Excerpts from a point labeling dataset
::::::

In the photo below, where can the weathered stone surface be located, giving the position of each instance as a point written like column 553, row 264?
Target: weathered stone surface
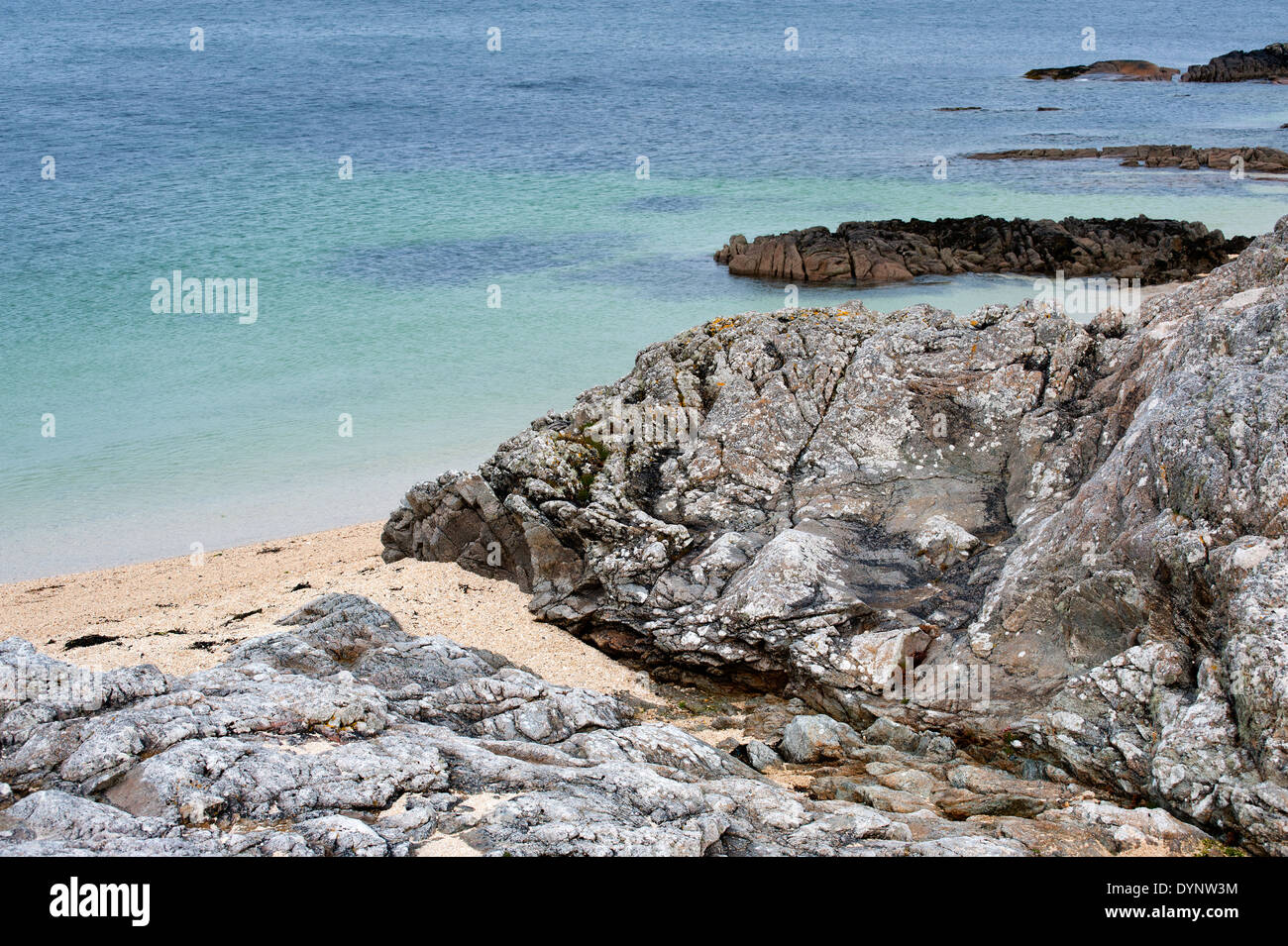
column 344, row 735
column 1184, row 156
column 1261, row 64
column 1125, row 69
column 1124, row 482
column 879, row 252
column 816, row 738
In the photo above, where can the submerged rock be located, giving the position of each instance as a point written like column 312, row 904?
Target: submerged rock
column 880, row 252
column 1126, row 71
column 1184, row 156
column 1059, row 545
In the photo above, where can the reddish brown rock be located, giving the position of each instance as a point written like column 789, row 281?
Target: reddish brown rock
column 1126, row 69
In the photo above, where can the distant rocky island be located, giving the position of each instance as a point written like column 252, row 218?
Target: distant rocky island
column 1184, row 156
column 1267, row 64
column 1125, row 69
column 1052, row 549
column 880, row 252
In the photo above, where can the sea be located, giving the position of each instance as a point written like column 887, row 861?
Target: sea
column 446, row 219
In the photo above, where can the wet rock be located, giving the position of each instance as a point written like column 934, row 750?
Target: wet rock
column 1125, row 69
column 1117, row 623
column 1261, row 64
column 881, row 252
column 1258, row 158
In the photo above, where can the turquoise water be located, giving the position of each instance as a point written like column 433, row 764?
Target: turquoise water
column 475, row 168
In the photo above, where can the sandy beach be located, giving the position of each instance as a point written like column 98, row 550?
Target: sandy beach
column 181, row 615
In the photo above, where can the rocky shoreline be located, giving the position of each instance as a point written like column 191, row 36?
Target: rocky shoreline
column 880, row 252
column 991, row 585
column 1267, row 64
column 1183, row 156
column 875, row 504
column 343, row 735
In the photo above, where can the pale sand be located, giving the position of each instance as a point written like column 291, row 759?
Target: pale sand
column 159, row 610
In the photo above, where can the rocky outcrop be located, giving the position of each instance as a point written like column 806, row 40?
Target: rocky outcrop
column 1261, row 64
column 1057, row 545
column 880, row 252
column 1184, row 156
column 1125, row 69
column 344, row 735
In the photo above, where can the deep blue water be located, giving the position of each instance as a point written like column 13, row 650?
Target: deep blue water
column 476, row 168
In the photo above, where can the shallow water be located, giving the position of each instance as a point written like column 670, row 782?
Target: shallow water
column 473, row 168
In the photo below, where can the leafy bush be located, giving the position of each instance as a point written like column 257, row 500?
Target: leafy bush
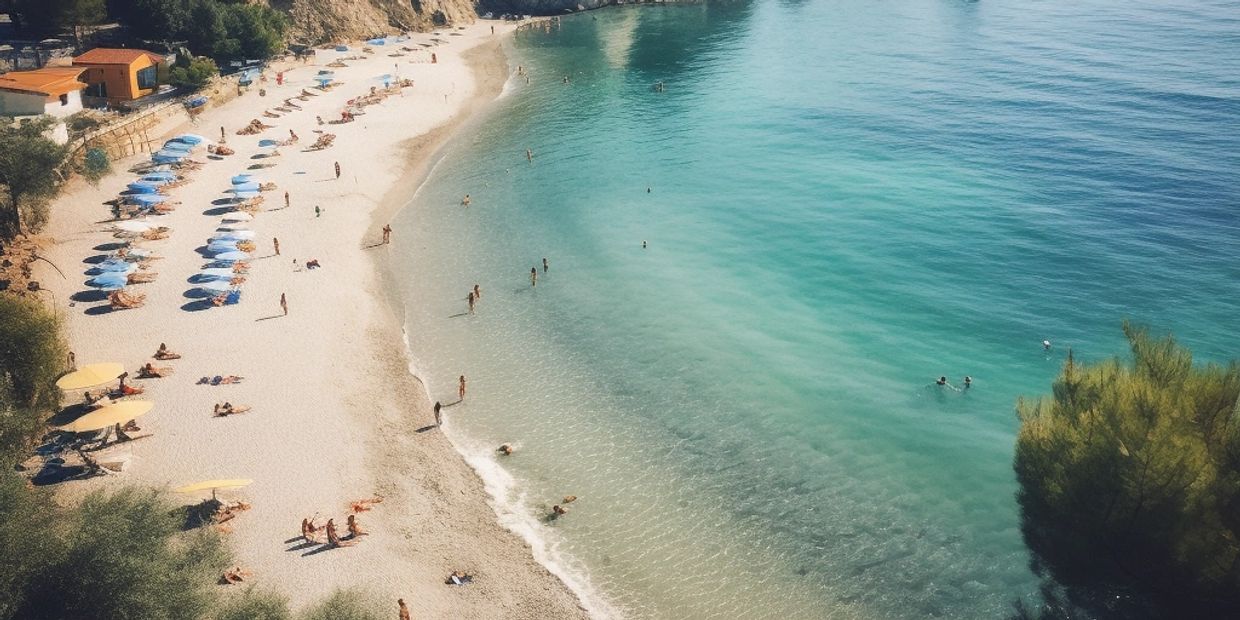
column 123, row 556
column 192, row 72
column 1130, row 482
column 29, row 172
column 31, row 358
column 256, row 605
column 96, row 165
column 345, row 605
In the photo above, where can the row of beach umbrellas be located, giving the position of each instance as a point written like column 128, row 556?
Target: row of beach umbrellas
column 122, row 412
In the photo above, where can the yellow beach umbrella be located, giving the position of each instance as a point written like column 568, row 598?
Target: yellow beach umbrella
column 215, row 485
column 106, row 417
column 89, row 376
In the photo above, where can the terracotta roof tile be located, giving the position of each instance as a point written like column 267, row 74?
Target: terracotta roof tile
column 114, row 56
column 50, row 81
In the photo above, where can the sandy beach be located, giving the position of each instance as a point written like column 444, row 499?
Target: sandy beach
column 336, row 416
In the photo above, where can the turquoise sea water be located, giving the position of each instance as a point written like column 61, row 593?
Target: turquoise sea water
column 848, row 199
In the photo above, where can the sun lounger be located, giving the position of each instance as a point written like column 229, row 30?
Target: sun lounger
column 123, row 300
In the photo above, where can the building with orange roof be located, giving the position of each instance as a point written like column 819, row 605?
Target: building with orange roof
column 119, row 75
column 56, row 91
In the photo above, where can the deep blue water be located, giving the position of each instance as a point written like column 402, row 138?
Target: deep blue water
column 846, row 201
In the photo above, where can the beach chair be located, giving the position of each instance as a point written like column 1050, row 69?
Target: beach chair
column 123, row 300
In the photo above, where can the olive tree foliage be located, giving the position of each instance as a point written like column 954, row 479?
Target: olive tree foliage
column 30, row 172
column 1130, row 482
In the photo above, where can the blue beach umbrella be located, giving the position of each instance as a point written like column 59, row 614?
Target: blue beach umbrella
column 231, row 257
column 118, row 265
column 148, row 199
column 191, row 139
column 216, row 287
column 109, row 280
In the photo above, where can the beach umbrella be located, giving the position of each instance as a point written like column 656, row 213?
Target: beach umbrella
column 216, row 287
column 218, row 273
column 110, row 280
column 231, row 257
column 144, row 186
column 215, row 485
column 89, row 376
column 109, row 416
column 191, row 138
column 148, row 200
column 133, row 226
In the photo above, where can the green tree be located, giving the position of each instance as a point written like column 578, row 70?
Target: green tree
column 124, row 557
column 32, row 356
column 1130, row 482
column 192, row 72
column 30, row 168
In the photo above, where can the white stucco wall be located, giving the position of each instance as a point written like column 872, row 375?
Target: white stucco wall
column 25, row 104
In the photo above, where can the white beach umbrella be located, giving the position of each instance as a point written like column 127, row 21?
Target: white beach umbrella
column 133, row 226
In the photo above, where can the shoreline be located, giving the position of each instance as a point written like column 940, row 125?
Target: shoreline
column 330, row 422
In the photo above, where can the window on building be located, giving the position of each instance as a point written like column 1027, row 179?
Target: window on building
column 146, row 77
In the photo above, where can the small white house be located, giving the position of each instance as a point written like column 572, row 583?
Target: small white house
column 53, row 91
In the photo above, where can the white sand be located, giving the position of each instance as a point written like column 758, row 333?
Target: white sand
column 335, row 417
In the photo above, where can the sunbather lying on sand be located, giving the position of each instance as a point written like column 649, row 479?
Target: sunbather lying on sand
column 355, row 530
column 150, row 372
column 220, row 380
column 459, row 578
column 228, row 409
column 334, row 538
column 365, row 505
column 234, row 575
column 164, row 354
column 310, row 532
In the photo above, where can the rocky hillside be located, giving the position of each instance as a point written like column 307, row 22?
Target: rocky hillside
column 315, row 21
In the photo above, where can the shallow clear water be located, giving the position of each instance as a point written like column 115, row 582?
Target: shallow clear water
column 847, row 200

::::::

▸ WHAT THE TASK ASKS
Please return every item above word for word, omitting the pictures.

▸ FINAL RESULT
In the photo below, where can the weathered stone surface be located, giving the position of each instance as a point written like column 553, row 264?
Target: weathered stone surface
column 344, row 735
column 1184, row 156
column 1261, row 64
column 1125, row 69
column 1124, row 482
column 879, row 252
column 816, row 738
In the photo above, where can the submerged rock be located, giving the position of each instance as a point written like column 312, row 904?
Target: submerged rock
column 880, row 252
column 1126, row 71
column 1184, row 156
column 1059, row 545
In the photo above, where can the reddish brown rock be located, giving the position of each instance as a point written like column 789, row 281?
Target: reddish brown rock
column 1126, row 69
In the photo above, where can the distant rocky island be located, giving the position of each instance as a point written like column 252, row 218?
Target: distant rocky island
column 1184, row 156
column 1267, row 64
column 1125, row 69
column 1052, row 549
column 880, row 252
In the photo above, where can the sea be located, giving the position of each instance as a point written like column 887, row 861?
Target: sea
column 446, row 219
In the photo above, where can the wet rock be located, giving the position of each instance as a point written like column 934, row 750?
Target: wet rock
column 1125, row 69
column 1117, row 623
column 1261, row 64
column 881, row 252
column 1258, row 158
In the photo above, where can the turquoise water be located, giving the position of each instance as a point written like column 433, row 764?
Target: turquoise water
column 475, row 168
In the photo above, where can the sandy beach be located, giving the position of each instance as a point written like column 98, row 550?
Target: sandy beach
column 181, row 615
In the photo above, where can the rocky shoreline be located, giving the position of each instance as a point written like column 191, row 36?
Target: rocky shoreline
column 880, row 252
column 991, row 585
column 1267, row 64
column 1183, row 156
column 875, row 504
column 343, row 735
In the photo above, where can the pale sand be located, giving the position of each instance as a point written like column 291, row 759?
Target: pale sand
column 159, row 610
In the photo above, where can the rocky outcrop be located, giving the position of each instance as a point written like column 806, row 40?
Target: rocky outcrop
column 1261, row 64
column 1057, row 545
column 880, row 252
column 1184, row 156
column 1125, row 69
column 344, row 735
In the photo above, where can the deep blue water be located, giving the position of each instance as a point written like column 13, row 650?
Target: deep blue water
column 476, row 168
In the photo above, where can the shallow water be located, giving the position of each instance as a point written like column 670, row 782?
Target: shallow water
column 473, row 168
In the photo below, where can the leafy bush be located, giving the position of each instance as a point written like column 257, row 500?
Target: leafy bush
column 123, row 556
column 192, row 72
column 1130, row 482
column 29, row 172
column 31, row 358
column 256, row 605
column 96, row 165
column 345, row 605
In the photo above, where can the row of beach umbrellas be located, giving the position of each instance as a point written like column 128, row 556?
Target: row of beach umbrellas
column 122, row 412
In the photo above, where can the yellow beach umbrella be located, giving the position of each instance as a point written like column 568, row 598?
Target: yellow beach umbrella
column 215, row 485
column 106, row 417
column 89, row 376
In the photo above, where can the terracotta roof tile be located, giving the position of each instance as a point written like column 267, row 74?
Target: terracotta roof tile
column 114, row 56
column 50, row 81
In the photo above, where can the sandy beach be located, giving the position of each instance as a point written like column 444, row 499?
Target: sandy beach
column 336, row 416
In the photo above, where can the turquoise sea water be located, giving the position of each instance as a point written like column 61, row 593?
Target: turquoise sea water
column 848, row 199
In the photo above, where can the sun lounger be located, giving the position of each instance as a point written like column 229, row 30?
Target: sun lounger
column 123, row 300
In the photo above, where can the building with orange roof be located, giving the position of each instance as a point written like column 819, row 605?
Target: building with orange roof
column 119, row 75
column 56, row 91
In the photo above, where can the deep blue water be located, giving the position of each instance as a point written like column 402, row 138?
Target: deep blue water
column 846, row 201
In the photo above, where can the beach chair be located, giving the position of each instance as a point written like column 1050, row 69?
Target: beach chair
column 123, row 300
In the photo above, where can the olive tree foliage be located, giving the position of each instance as a point written like column 954, row 479?
Target: olive tree foliage
column 30, row 172
column 1130, row 482
In the photo above, where can the blue beach umbrella be located, giving the position of each instance as a point written like column 59, row 614?
Target: blue beach umbrella
column 231, row 257
column 118, row 265
column 148, row 199
column 191, row 139
column 216, row 287
column 109, row 280
In the photo above, where can the beach umbrella be located, giving the position of each instance as a point written like column 656, row 213?
Target: beach umbrella
column 216, row 287
column 218, row 273
column 110, row 280
column 231, row 257
column 144, row 186
column 215, row 485
column 89, row 376
column 109, row 416
column 191, row 138
column 148, row 200
column 133, row 226
In the photo above, where can the green tree be located, giving the position of each instance as a point written like column 578, row 70?
Target: green tree
column 124, row 557
column 32, row 356
column 1130, row 482
column 192, row 72
column 30, row 168
In the photo above, where can the white stucco wall be located, giving the position of each instance as a point written like column 872, row 375?
Target: white stucco wall
column 25, row 104
In the photo above, where can the white beach umbrella be located, giving the position of each instance as a point written like column 127, row 21?
Target: white beach umbrella
column 133, row 226
In the photo above, where can the shoreline be located, giving the position of each instance as a point written like column 940, row 125?
Target: shoreline
column 330, row 422
In the photo above, where can the window on building be located, giving the position of each instance as a point written like column 1027, row 179?
Target: window on building
column 146, row 77
In the photo above, where can the small white house be located, giving the position of each instance as a point written like column 572, row 583?
Target: small white house
column 53, row 91
In the photo above, where can the white sand be located, giving the position of each instance as a point written like column 758, row 333?
Target: white sand
column 335, row 417
In the photo above, where can the sunbather lying on sand be located, giving the position of each instance as a point written like column 649, row 479?
Target: sunbather lying on sand
column 355, row 530
column 150, row 372
column 220, row 380
column 459, row 578
column 228, row 409
column 334, row 538
column 365, row 505
column 234, row 575
column 164, row 354
column 310, row 532
In the photo above, where can the rocky hillside be located, giving the position of each instance as a point written like column 307, row 22?
Target: rocky hillside
column 315, row 21
In the photo above, where can the shallow clear water be located, giving the position of each instance as a point written like column 115, row 582?
Target: shallow clear water
column 847, row 200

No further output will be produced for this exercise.